• Text-to-region grounding data
· · · · · · ·

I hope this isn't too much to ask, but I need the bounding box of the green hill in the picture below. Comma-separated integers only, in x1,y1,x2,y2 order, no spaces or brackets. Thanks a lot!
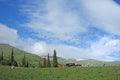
58,58,120,66
0,44,43,67
77,59,105,66
1,44,120,67
77,59,120,66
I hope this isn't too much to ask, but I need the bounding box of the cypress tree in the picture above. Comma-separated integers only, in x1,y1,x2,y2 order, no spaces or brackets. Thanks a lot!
47,53,51,68
26,61,29,67
39,61,42,68
38,58,43,68
11,48,14,65
9,48,18,67
0,51,3,64
43,57,46,68
0,51,3,61
53,50,58,67
22,54,26,67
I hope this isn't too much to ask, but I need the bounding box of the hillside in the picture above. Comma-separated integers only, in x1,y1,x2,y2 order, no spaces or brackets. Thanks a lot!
0,44,43,66
58,58,120,66
77,59,105,66
77,59,120,66
1,44,120,67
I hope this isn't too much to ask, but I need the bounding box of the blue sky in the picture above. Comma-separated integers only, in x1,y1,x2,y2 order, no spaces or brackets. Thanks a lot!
0,0,120,61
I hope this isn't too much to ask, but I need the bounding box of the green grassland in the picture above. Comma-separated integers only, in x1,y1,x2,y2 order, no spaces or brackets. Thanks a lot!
0,66,120,80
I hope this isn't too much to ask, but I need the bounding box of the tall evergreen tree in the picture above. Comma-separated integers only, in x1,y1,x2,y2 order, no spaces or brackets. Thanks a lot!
11,48,14,65
0,51,3,64
38,58,43,68
22,54,26,67
26,61,29,67
39,61,42,68
9,48,18,66
43,57,46,68
53,50,58,67
47,53,51,68
0,51,3,61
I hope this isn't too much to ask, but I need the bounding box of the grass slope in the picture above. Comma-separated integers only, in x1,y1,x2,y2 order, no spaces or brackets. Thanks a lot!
0,44,43,66
0,66,120,80
52,57,120,66
78,59,120,66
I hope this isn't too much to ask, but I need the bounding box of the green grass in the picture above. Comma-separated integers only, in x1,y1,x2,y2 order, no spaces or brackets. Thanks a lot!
0,66,120,80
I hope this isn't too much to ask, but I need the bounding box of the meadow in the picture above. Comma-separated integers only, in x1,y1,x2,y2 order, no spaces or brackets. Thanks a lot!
0,66,120,80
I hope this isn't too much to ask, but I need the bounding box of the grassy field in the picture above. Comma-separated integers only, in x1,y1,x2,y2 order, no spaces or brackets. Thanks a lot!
0,66,120,80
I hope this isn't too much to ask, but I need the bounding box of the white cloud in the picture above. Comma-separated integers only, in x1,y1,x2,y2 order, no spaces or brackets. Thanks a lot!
18,0,120,61
0,24,120,61
21,0,86,42
0,23,18,44
1,0,120,61
88,36,120,61
27,36,120,61
0,23,36,54
0,23,50,56
20,0,120,42
79,0,120,35
29,42,88,59
29,42,49,56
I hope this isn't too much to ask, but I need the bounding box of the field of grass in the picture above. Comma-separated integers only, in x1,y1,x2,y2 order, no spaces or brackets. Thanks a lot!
0,66,120,80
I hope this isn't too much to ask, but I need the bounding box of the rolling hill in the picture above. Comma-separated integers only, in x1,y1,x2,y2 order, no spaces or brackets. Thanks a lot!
0,44,120,67
74,59,120,66
0,44,43,67
58,58,120,66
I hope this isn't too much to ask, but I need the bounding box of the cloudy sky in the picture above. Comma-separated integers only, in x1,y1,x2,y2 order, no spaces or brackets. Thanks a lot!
0,0,120,61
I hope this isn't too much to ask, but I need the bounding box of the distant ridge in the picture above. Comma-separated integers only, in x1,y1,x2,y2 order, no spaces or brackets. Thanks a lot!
0,43,10,46
57,58,120,66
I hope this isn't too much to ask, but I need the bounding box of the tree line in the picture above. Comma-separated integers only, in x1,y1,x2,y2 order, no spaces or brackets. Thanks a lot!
0,48,58,68
39,50,58,68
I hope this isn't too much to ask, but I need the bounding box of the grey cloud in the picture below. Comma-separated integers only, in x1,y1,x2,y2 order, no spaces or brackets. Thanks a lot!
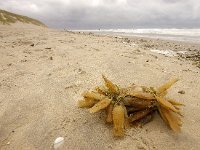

· · · · · · ·

• PROBLEM DETAILS
With the pictures omitted, reproduce the records in full and exactly.

• TASK ANSWER
I hope this isn't too much to ask, but I need the bounding box of the green hill in the picture below. Comma-separated integers only, in x1,y1,x2,y2 order, no spaces or brackets. Thanks a lot!
58,58,120,66
0,44,43,67
77,59,105,66
1,44,120,67
77,59,120,66
I hope this isn't too much to ask, but I need the bounding box of the cypress tree in the picture above. Comma-separated integers only, in x1,y1,x2,y2 order, no spaces or brackets. Thanks a lot!
47,53,51,68
26,61,29,67
39,61,42,68
38,58,43,68
11,48,14,65
9,48,18,67
0,51,3,64
43,57,46,68
0,51,3,61
53,50,58,67
22,54,26,67
I hope this isn't too much to ask, but I need the bounding box of the hillside in the picture above. Comma-separated integers only, in x1,y1,x2,y2 order, no spaces or brackets. Thanks a lot!
0,44,43,66
58,58,120,66
77,59,105,66
77,59,120,66
1,44,120,67
I hope this isn't too much to ask, but I need the bounding box of the blue sky in the picture above. Comma-separated integers only, in x1,y1,x2,y2 order, no spaces or brackets. Thanks a lot!
0,0,120,61
I hope this isn't too much to ask, but I need the bounding box of the green grassland in the picture above. Comma-separated integers only, in x1,y1,x2,y2 order, no spaces or brackets. Thanks a lot!
0,66,120,80
I hope this isn't too much to ask, but I need the bounding box of the tall evergreen tree in the picture above. Comma-separated integers only, in x1,y1,x2,y2 order, no spaces or brackets. Thanks a lot!
11,48,14,65
0,51,3,64
38,58,43,68
22,54,26,67
26,61,29,67
39,61,42,68
9,48,18,66
43,57,46,68
53,50,58,67
47,53,51,68
0,51,3,61
I hope this isn't too much to ask, but I need the bounding box of the grass slope in the picture above. Comma-separated integers only, in x1,y1,x2,y2 order, no spaces or brackets. Thanks a lot!
0,44,43,66
0,66,120,80
52,57,120,66
78,59,120,66
I hope this isn't too much to ask, but I need the bounding box of the green grass in the picture above. Comma-separated integers only, in x1,y1,x2,y2 order, no spaces or brackets. Thanks a lot!
0,66,120,80
I hope this isn't too much to ask, but I need the bounding box of the meadow in the picture above. Comma-separated integers only, in x1,y1,x2,y2 order, no spaces or brackets. Thanks a lot!
0,66,120,80
I hope this isn't too much to ask, but I need the bounding box of the grassy field in the picture above. Comma-separated integers only, in x1,y1,x2,y2 order, no spaces or brackets. Thanks a lot!
0,66,120,80
I hope this isn't too much to ask, but I need the bounding box of the white cloud in the picture above. Comma-separated integers only, in x1,y1,x2,y2 order, no spaces or brackets. Thanks a lot!
18,0,120,61
0,24,120,61
21,0,86,42
0,23,18,44
1,0,120,61
88,36,120,61
27,36,120,61
0,23,36,54
0,23,50,56
20,0,120,42
79,0,120,35
29,42,88,59
29,42,49,56
I hope this isn't too much to ask, but I need the bounding box of the field of grass in the picture above. Comma-separated integers only, in x1,y1,x2,y2 order, no spaces or brackets. Thanks a lot!
0,66,120,80
I hope this isn't too much to ask, but I need the bounding box of the rolling hill in the picture above. Comma-separated integers only, in x1,y1,x2,y2 order, no spaces or brackets. Thanks a lot!
0,44,120,67
74,59,120,66
0,44,43,67
58,58,120,66
I hope this isn't too much to ask, but I need the bounding box of the cloudy sky in the picture above. Comma-separated integers only, in x1,y1,x2,y2 order, no spaces or brackets. Thanks a lot!
0,0,120,61
I hope this isn't too much to ask, but I need the bounding box of the distant ridge in the picture above. Comma-separated integers only, in x1,y1,x2,y2 order, no spaces or brackets. Thanks a lot!
0,43,10,46
57,58,120,66
I hope this isn't too much to ask, but I need the bounding box of the tree line in the picture above. Comma-separated integers only, in x1,y1,x2,y2 order, no spaces or brackets. Thanks a lot!
0,48,58,68
39,50,58,68
I hope this isn't too much to ask, but I need the bounding box of the grey cloud in the picture below. Comma-separated integers only, in x1,y1,x2,y2 order, no spaces or brackets. Thanks a lot!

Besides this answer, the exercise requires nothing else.